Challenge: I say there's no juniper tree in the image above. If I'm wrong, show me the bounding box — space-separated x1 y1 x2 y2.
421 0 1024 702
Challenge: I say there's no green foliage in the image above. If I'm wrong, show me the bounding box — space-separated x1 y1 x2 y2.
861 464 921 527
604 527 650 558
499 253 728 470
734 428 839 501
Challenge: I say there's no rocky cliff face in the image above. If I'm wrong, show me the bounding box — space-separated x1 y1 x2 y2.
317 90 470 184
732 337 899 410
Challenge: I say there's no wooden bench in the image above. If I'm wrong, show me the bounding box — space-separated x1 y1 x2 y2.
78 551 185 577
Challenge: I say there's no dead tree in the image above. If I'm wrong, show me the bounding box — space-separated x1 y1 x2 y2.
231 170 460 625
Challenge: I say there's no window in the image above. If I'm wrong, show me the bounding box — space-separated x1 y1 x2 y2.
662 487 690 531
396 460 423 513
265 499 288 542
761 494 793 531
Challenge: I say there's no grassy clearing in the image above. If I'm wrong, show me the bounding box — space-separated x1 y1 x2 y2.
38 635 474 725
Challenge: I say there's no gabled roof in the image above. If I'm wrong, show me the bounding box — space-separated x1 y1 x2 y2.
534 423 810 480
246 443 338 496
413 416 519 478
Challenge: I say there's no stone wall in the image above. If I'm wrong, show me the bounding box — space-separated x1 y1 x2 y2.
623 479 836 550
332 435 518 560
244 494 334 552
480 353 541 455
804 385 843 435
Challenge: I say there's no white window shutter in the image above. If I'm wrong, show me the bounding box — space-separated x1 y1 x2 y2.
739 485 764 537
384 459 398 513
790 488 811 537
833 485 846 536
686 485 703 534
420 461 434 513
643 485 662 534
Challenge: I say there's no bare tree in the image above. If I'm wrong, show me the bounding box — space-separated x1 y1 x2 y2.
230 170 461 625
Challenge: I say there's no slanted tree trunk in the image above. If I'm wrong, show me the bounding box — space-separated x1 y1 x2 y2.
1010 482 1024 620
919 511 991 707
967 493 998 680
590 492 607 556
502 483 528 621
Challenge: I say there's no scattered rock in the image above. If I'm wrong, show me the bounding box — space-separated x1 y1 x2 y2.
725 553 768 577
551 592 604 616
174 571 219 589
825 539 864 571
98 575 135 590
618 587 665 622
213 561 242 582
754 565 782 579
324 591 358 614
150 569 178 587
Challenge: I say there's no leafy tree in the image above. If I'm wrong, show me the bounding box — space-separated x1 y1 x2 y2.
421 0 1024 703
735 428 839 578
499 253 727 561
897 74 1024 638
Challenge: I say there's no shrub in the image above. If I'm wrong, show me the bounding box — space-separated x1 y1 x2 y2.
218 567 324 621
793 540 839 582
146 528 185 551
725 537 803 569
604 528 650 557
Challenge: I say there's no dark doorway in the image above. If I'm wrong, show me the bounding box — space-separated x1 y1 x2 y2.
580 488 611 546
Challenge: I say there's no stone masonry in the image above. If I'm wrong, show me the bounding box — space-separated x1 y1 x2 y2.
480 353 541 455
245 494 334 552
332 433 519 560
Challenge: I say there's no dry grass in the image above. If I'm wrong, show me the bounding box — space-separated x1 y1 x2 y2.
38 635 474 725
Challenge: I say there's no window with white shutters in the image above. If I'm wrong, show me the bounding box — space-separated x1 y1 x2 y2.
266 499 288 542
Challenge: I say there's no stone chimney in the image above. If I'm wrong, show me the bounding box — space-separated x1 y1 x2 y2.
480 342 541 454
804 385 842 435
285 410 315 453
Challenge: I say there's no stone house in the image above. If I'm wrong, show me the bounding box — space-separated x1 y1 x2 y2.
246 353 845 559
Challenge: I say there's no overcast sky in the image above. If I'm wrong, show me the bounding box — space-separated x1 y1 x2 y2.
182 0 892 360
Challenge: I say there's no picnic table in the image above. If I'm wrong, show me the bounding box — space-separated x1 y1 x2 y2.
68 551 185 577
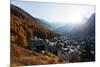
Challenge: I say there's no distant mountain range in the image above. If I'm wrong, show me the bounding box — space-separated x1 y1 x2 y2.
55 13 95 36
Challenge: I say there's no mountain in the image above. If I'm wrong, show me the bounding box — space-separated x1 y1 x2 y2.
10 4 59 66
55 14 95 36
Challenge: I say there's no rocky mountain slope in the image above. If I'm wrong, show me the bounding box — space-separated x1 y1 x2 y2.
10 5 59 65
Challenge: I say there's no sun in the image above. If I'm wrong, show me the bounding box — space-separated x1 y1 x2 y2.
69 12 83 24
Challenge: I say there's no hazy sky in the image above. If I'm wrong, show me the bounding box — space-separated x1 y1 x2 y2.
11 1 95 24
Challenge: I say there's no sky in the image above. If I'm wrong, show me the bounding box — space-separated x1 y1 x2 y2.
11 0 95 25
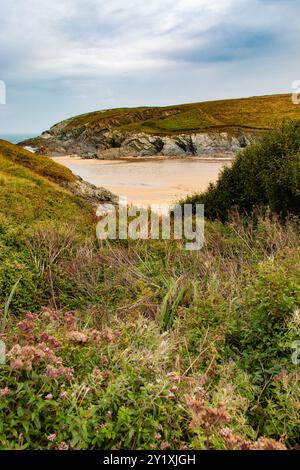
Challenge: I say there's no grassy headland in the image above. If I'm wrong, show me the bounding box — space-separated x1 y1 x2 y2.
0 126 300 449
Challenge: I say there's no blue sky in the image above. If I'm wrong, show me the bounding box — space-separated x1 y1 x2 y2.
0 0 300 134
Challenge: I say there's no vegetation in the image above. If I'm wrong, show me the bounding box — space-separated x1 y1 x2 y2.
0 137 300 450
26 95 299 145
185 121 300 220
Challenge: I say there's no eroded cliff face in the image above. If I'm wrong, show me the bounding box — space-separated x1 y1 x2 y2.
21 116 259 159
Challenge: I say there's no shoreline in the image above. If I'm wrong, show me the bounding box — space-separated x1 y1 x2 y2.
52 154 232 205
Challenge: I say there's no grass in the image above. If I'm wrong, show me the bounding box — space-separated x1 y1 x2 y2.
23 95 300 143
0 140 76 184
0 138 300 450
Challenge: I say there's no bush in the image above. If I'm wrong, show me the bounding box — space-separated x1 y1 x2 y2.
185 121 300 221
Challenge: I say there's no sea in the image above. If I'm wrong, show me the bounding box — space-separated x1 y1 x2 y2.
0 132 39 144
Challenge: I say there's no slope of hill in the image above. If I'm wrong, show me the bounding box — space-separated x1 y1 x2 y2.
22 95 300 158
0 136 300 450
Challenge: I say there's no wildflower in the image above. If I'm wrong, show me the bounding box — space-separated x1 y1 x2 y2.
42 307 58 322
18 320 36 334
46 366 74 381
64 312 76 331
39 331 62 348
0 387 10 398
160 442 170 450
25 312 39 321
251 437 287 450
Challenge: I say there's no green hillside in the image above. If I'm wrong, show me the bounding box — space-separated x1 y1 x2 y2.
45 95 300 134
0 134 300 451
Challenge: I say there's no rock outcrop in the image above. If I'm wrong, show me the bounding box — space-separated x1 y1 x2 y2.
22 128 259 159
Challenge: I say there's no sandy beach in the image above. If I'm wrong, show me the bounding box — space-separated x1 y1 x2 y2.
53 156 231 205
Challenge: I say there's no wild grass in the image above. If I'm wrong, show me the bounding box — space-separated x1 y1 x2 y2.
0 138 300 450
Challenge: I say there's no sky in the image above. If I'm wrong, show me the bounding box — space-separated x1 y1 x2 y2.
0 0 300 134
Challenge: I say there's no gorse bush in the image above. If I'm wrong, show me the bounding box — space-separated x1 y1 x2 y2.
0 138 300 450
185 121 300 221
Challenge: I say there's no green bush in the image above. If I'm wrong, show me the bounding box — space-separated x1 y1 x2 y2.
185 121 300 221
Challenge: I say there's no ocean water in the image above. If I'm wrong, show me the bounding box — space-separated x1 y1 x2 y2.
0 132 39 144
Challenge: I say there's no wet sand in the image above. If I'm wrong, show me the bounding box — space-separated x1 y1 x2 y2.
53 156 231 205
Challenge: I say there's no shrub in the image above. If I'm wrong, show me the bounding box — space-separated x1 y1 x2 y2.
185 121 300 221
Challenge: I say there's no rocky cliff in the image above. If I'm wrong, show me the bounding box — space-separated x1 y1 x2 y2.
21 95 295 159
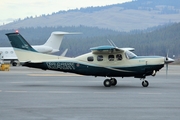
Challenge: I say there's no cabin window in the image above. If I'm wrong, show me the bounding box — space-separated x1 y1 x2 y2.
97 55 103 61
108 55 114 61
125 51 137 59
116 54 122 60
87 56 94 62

> _Exercise requirements_
Reproduce the part of the records that opens with the line containing "Challenge: I say there's no scattered" and closes with the line containing "150 569 178 587", both ends included, and output only those lines. Multiply each bounding-box coordinate by 1.5 and round to whole numbers, halves up. Keep every other line unchanged.

> _Exercise output_
Challenge: I say there's no scattered rock in the image above. If I'm wrong, show me the bounding box — space-separated x1 y1 x2 y2.
1088 830 1152 866
827 888 906 924
261 857 329 884
1238 809 1296 857
147 863 203 885
927 881 998 933
320 842 363 873
1131 848 1173 869
486 887 537 921
225 854 267 881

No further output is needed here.